Copy out every line of the data exactly.

*** Dataset ***

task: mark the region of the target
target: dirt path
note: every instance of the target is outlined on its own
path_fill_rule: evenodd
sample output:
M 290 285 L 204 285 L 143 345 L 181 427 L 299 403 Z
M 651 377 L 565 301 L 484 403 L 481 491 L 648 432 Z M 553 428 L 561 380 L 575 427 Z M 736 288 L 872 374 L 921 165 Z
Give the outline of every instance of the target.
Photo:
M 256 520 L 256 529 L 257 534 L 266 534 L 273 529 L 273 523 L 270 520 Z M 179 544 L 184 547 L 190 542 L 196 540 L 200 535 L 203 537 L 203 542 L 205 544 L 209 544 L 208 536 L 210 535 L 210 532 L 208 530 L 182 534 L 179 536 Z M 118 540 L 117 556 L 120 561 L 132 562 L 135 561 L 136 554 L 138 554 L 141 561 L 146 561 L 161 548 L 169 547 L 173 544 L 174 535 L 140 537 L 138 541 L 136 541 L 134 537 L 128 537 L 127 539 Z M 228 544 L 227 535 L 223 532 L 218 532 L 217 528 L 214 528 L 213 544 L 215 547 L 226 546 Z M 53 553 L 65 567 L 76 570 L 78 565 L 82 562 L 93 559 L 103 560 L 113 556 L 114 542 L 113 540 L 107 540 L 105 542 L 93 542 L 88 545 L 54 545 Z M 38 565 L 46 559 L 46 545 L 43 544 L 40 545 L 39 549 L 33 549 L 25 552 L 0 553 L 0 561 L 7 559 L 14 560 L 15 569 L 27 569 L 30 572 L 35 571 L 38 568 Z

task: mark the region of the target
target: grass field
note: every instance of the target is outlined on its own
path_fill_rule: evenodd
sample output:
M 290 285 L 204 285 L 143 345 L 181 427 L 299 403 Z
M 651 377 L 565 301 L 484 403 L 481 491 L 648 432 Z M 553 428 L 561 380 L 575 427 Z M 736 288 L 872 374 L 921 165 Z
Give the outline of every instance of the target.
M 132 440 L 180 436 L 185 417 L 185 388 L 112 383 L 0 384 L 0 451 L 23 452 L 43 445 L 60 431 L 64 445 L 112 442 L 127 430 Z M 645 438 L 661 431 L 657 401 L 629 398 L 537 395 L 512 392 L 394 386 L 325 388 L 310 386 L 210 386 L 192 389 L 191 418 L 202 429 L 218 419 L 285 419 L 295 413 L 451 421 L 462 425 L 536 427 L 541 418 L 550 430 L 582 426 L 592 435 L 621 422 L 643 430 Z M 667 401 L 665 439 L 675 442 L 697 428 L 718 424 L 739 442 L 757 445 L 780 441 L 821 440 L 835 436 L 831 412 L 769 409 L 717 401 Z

*** End of Dataset ***

● **Written solution**:
task: mark the region of the target
target: dirt path
note: every instance of the target is outlined on its own
path_fill_rule: evenodd
sample output:
M 290 285 L 204 285 L 143 345 L 181 427 L 299 403 Z
M 651 377 L 565 301 L 484 403 L 481 491 L 648 432 Z M 553 428 L 561 380 L 575 427 Z M 736 288 L 872 374 L 921 165 Z
Give the outline of every instance of the target.
Photo:
M 256 520 L 256 529 L 257 534 L 266 534 L 273 529 L 273 523 L 270 520 Z M 179 544 L 184 547 L 190 542 L 196 540 L 200 535 L 203 537 L 203 542 L 205 544 L 209 544 L 208 536 L 210 535 L 210 532 L 208 530 L 182 534 L 179 536 Z M 118 540 L 117 556 L 120 561 L 132 562 L 135 561 L 136 554 L 138 554 L 141 561 L 146 561 L 161 548 L 169 547 L 173 544 L 174 535 L 140 537 L 138 541 L 136 541 L 134 537 L 128 537 L 127 539 Z M 228 544 L 227 535 L 223 532 L 218 532 L 217 528 L 214 528 L 213 544 L 215 547 L 226 546 Z M 53 553 L 65 567 L 76 570 L 78 565 L 82 562 L 93 559 L 103 560 L 113 556 L 114 542 L 113 540 L 107 540 L 105 542 L 93 542 L 88 545 L 54 545 Z M 38 565 L 46 559 L 46 545 L 43 544 L 40 545 L 39 549 L 33 549 L 25 552 L 0 553 L 0 561 L 7 559 L 14 560 L 15 569 L 27 569 L 30 572 L 35 571 L 38 568 Z

task: mark the region of the target
target: grass field
note: every instance of the target is outlined on its own
path_fill_rule: evenodd
sample output:
M 290 285 L 204 285 L 143 345 L 181 427 L 299 403 Z
M 651 377 L 565 301 L 484 403 L 481 491 L 648 432 Z M 553 428 L 561 380 L 575 427 Z M 736 288 L 872 374 L 921 165 Z
Give the outline of every instance of the target.
M 132 440 L 180 436 L 185 417 L 185 388 L 112 383 L 0 384 L 0 451 L 23 452 L 43 445 L 60 431 L 64 445 L 112 442 L 127 430 Z M 645 438 L 661 431 L 657 401 L 629 398 L 537 395 L 512 392 L 394 386 L 325 388 L 310 386 L 210 386 L 192 389 L 191 418 L 202 429 L 218 419 L 285 419 L 295 413 L 451 421 L 462 425 L 536 427 L 541 418 L 550 430 L 582 426 L 592 435 L 621 422 L 643 430 Z M 667 401 L 665 439 L 675 442 L 697 428 L 718 424 L 739 442 L 757 445 L 780 441 L 821 440 L 835 436 L 831 412 L 769 409 L 717 401 Z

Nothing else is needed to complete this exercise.